### Stated goal
Answer these questions from the cheerleading article:
(a) What did USASF hire to strengthen its policies and enforcement?
(b) Which two organizations did the twin cheerleaders sue this week?
(c) When did USASF suspend Williams?

Last year, USA TODAY revealed pervasive failures across the sport of competitive cheerleading, including how the governing body, the U.S. All Star Federation (USASF), delayed investigations and failed to prevent those accused or convicted of crimes from working in member gyms. The news organization detailed sexual misconduct allegations against celebrity cheerleader Jerry Harris, who has been arrested and pleaded not guilty to federal charges. USASF has since hired a consulting firm to strengthen its policies and enforcement.

Problems persist. USA TODAY found individuals USASF suspended or banned continued to participate in the sport. And this week, twin cheerleaders sued USASF and another powerhouse cheer company, Cheer Athletics, accusing the organizations of failing to act when the women anonymously reported allegations against an owner. Cheer Athletics initially denied wrongdoing but deleted the statement, apologizing for the tone. USASF said it does not comment on litigation.

Members of the cheerleading community who spoke with USA TODAY said they were frustrated by the gaps in athlete protection. Several of them cited Cheer Extreme as an example of how the desire to win, coupled with USASF's weak policies, can put the sport's children at risk.

USASF suspended Williams last August, nearly a year after his arrest and as USA TODAY prepared to publish an article about the sport's anemic list of banned coaches. That has not stopped him from being at Cheer Extreme.

### Data section
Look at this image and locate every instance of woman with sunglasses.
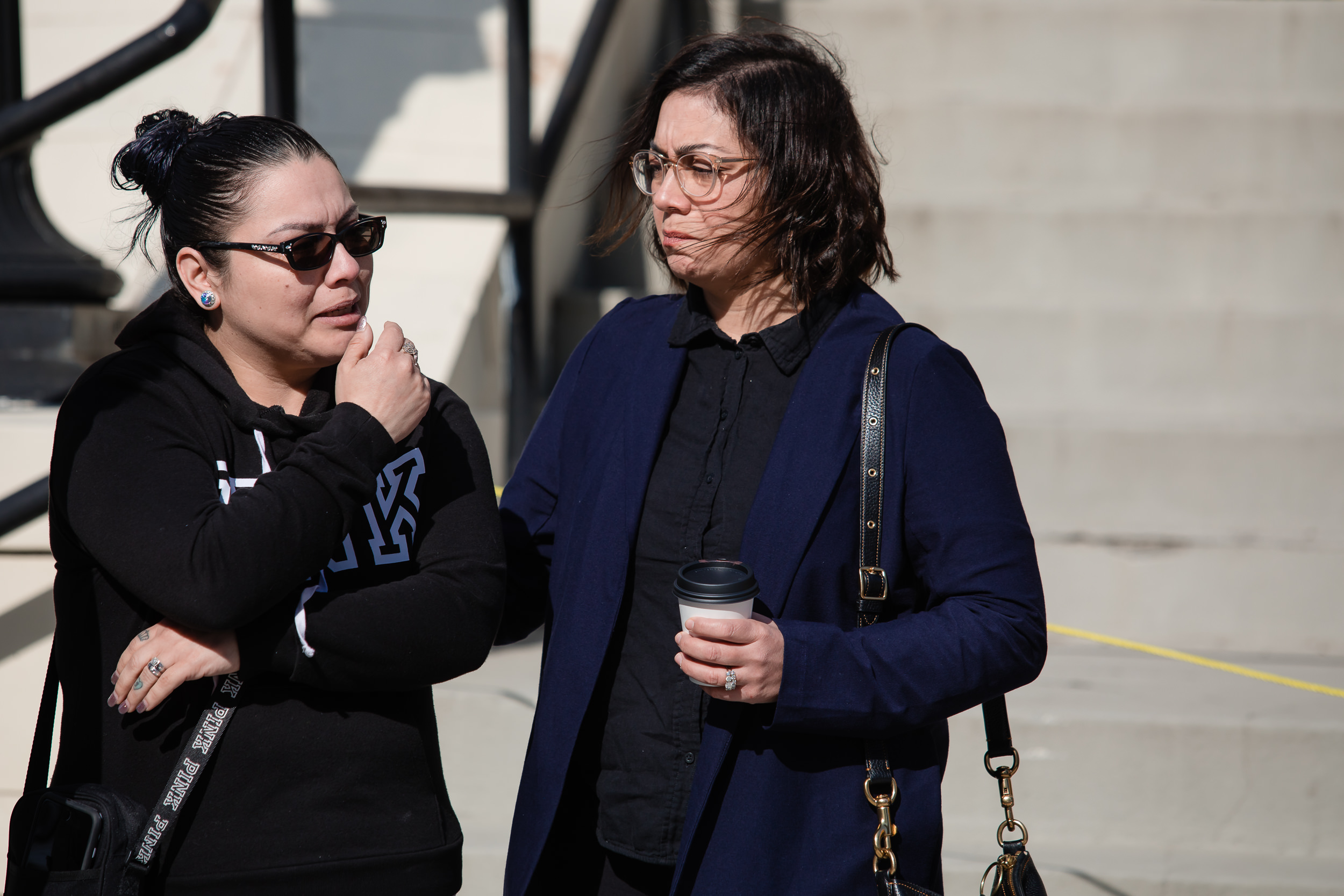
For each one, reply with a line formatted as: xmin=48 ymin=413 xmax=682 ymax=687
xmin=43 ymin=110 xmax=504 ymax=893
xmin=500 ymin=33 xmax=1046 ymax=896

### Output of the task
(a) A consulting firm.
(b) USASF and Cheer Athletics.
(c) Last August, nearly a year after his arrest.